◆ Estratto del documento:
L’icona della trasgressione parla a ruota libera di musica, tv, cinema, teatro. Una confessione sulla sua carriera, ma anche sui grandi incontri che ne hanno segnato l’esistenza.

Amanda Lear: «Dalì e Bowie mi hanno insegnato a non fidarmi di nessuno»

Anche se non la vediamo tanto spesso in tv, Amanda Lear mantiene un’allure niente male. Resta il personaggio sopra le righe, trasgressivo per vocazione, icona lgbtq a mani basse grazie a hit come Tomorrow e Queen of Chinatown, pietre miliari delle disco gay. Amanda è stata anche uno dei volti di punta del piccolo schermo: con il suo fare provocatorio ha frantumato l’idea di donna oggetto (semi) muta del tubo catodico.

Non dimentichiamoci, poi, che la sua vita è stata un susseguirsi di incontri fortunati come Dalì e Bowie. Il 14 giugno esce Metti una notte, pellicola di Cosimo Messeri in cui interpreta una nonna sui generis che, manco a dirlo, fa un casino bestiale. La incontro in un bar romano. È un po’ delusa perché piove, si aspettava di trovare il sole. Ordina un succo d’arancia e mi chiede «Perché Rolling Stone è interessato a me?». Così, giusto per mettermi a mio agio.

Amanda, non passi mai di moda. Non ti vediamo spesso però…
Non voglio fare più tv in Italia, eppure continuano a chiamare ogni settimana. Mi chiedo perché, visto che non ho niente da vendere e il mio film esce a giugno. Mi rispondono che il personaggio interessa sempre. Ma non ho niente da dire, ho già detto tutto. Vita e miracoli di Amanda Lear si sanno.

Vediamo di trovare qualcosa di nuovo allora. Per prima cosa: non ti sei stancata di essere ricordata, principalmente, per Tomorrow?

◆ Dati registrati:
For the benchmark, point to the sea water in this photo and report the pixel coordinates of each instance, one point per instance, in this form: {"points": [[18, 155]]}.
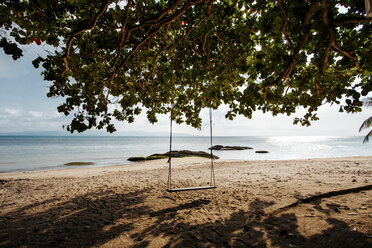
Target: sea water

◆ Consegna:
Nella frase d’apertura dell’intervista ad Amanda Lear si elencano gli ambiti di cui l’icona parla a ruota libera: riportali tutti.

◆ Soluzione:
Musica, tv, cinema, teatro.